(AVAILABLE DATA Opens)

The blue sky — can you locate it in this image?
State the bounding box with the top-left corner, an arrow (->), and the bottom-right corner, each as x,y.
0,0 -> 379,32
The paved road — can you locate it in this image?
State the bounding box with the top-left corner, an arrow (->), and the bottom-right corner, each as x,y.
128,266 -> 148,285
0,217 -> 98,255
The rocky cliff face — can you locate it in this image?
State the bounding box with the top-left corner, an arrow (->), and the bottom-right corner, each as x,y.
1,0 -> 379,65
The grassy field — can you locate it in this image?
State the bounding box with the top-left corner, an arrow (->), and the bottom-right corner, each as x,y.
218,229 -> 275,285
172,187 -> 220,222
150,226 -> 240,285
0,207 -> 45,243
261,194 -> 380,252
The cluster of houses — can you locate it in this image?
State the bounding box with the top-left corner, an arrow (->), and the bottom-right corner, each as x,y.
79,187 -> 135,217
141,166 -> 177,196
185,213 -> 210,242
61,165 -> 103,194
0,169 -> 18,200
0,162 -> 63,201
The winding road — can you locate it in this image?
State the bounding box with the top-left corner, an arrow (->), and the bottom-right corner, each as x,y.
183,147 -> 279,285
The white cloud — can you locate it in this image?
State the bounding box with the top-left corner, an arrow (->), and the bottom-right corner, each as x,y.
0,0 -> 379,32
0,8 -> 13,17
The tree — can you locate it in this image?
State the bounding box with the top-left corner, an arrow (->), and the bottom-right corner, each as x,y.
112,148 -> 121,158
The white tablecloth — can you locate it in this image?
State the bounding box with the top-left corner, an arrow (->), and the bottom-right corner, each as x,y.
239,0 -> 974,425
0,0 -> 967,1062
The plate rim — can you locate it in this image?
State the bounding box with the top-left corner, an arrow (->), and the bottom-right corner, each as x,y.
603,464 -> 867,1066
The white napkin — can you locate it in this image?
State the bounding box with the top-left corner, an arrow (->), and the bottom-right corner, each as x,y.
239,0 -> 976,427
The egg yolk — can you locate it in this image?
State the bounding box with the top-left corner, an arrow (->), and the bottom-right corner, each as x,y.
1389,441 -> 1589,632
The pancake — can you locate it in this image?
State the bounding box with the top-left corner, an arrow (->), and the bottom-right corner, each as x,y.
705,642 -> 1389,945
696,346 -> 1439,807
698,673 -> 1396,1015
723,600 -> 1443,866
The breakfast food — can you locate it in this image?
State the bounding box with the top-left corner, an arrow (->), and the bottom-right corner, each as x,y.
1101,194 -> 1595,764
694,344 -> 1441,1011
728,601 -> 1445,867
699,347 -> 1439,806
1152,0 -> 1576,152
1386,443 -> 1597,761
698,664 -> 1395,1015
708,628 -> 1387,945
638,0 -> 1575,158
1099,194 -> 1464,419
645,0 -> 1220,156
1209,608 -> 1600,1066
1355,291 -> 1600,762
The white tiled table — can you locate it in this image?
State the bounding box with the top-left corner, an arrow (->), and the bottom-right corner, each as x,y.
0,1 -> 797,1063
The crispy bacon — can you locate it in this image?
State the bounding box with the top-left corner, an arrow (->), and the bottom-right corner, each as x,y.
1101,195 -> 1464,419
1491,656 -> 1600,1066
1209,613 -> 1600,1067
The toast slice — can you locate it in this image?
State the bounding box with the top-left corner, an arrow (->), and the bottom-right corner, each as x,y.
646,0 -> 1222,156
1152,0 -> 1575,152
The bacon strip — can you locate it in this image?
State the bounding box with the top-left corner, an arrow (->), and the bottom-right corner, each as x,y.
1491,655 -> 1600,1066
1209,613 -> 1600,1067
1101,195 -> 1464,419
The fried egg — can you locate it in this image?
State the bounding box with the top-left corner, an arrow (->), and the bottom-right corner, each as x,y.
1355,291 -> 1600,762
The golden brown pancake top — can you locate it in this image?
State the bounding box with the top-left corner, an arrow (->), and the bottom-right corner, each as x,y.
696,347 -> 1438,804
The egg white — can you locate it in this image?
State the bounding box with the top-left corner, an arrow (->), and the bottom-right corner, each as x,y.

(AVAILABLE DATA Closes)

▶ **YOUR GOAL**
Could you output the records in full, exactly as written?

▶ **SOLUTION FOR THIS EXERCISE**
The blue sky — can you locate it in this image?
State the bounding box with the top-left corner, an arrow (->), and the bottom-right corner, each as x,y.
0,0 -> 379,32
The paved road — can you locate it in this image?
State the bounding box with the top-left corner, an arrow (->), and the bottom-right corner, each as x,y.
128,266 -> 148,285
0,217 -> 98,255
The rocky cliff face — can you locate it in this image?
State the bounding box with the top-left corner, an arrow (->), and the bottom-right corner, each as x,y.
1,0 -> 379,65
The grassy field — can you locate it in this image?
State the bounding box with the top-left corner, an arrow (->), and the bottom-right corner, each as x,y.
218,229 -> 275,285
172,187 -> 220,222
150,226 -> 240,285
0,207 -> 45,243
261,194 -> 380,252
The cluster of houses — can you locate it in this image?
State the bounding box with the top-left corner, an arrow (->), and the bottom-right corner, each as x,y.
79,187 -> 135,217
141,166 -> 177,196
185,213 -> 210,242
61,165 -> 103,194
0,169 -> 18,200
0,162 -> 63,201
The winding road — can you locate it in this image?
State the bounding box with the top-left corner, an arrow (->), and the bottom-right corner, each as x,y.
183,147 -> 279,285
The white cloud — can you locate it in this image?
State the bounding box with the top-left corner, an arrow (->), and the bottom-right corner, each as x,y.
0,0 -> 379,32
0,8 -> 13,17
The tree — can you locate it in this image?
State the bounding box with the top-left corner, an arrow (->), and the bottom-right corner, each as x,y.
112,148 -> 121,158
The white tablecloth — can you locate it in this image?
State the bounding box with the top-left corner, an arrow (->), and the bottom-right corner, each as x,y.
239,0 -> 974,425
0,0 -> 967,1062
The plate rim — can you locate it in this image?
State the bounding box with the top-left corner, an arrow (->), and the bottom-right corner, each as x,y.
603,464 -> 867,1066
The white napkin — can you locate it in this image?
State the bounding box with the top-left corner, an arrow (->), and the bottom-right corner, each as x,y.
239,0 -> 976,427
The egg yolk — can you locate it in this image?
State the bounding box with the top-left corner, an arrow (->), and the bottom-right corner, each as x,y.
1389,441 -> 1589,632
The pancake — can you locate it in this image?
State the bounding box with the top-left corner, an arrow (->), and the bottom-right corner, each as x,y.
705,642 -> 1389,945
696,346 -> 1439,807
698,673 -> 1396,1015
723,600 -> 1443,866
The breakfast food — can you locate it in this image?
State the bounding box with the top-left corner, an arrow (->), and the bottom-right corner, each as x,y.
1101,194 -> 1595,764
694,344 -> 1441,1011
728,601 -> 1445,867
699,347 -> 1439,806
1152,0 -> 1576,152
1386,443 -> 1597,761
698,664 -> 1395,1015
708,628 -> 1387,945
638,0 -> 1575,158
1099,194 -> 1464,419
645,0 -> 1220,156
1209,608 -> 1600,1066
1355,291 -> 1600,762
The white tiled table — can you locate it in this image?
State the bounding box with the top-left corner, an arrow (->), and the bottom-right corner, each as x,y.
0,1 -> 797,1063
The crispy bacon — can you locate it in this image?
State the bounding box with the top-left corner, an arrow (->), and the bottom-right corner, each as x,y.
1101,195 -> 1464,419
1491,656 -> 1600,1066
1209,613 -> 1600,1067
The toast slice — can you locate it in this image?
State the bounding box with the top-left corner, an arrow (->), and the bottom-right corner, each as x,y.
646,0 -> 1222,156
1152,0 -> 1575,152
The bacon strip — can you locate it in this image?
State the bounding box with the top-left corner, an arrow (->), and the bottom-right corner, each as x,y.
1491,655 -> 1600,1066
1209,613 -> 1600,1067
1101,195 -> 1464,419
The fried egg — can you locate it in this image?
State the bounding box with the top-left corner, an arrow (->), and the bottom-right corner, each as x,y.
1355,291 -> 1600,762
The golden brown pancake top — can you locate it in this image?
State the bounding box with the top-left corner, an arrow (->), and the bottom-right corner, each as x,y.
696,347 -> 1438,804
The egg white — can you locate it in this image?
State the bounding box with the top-left corner, an arrow (->), and the bottom-right corner, each as x,y.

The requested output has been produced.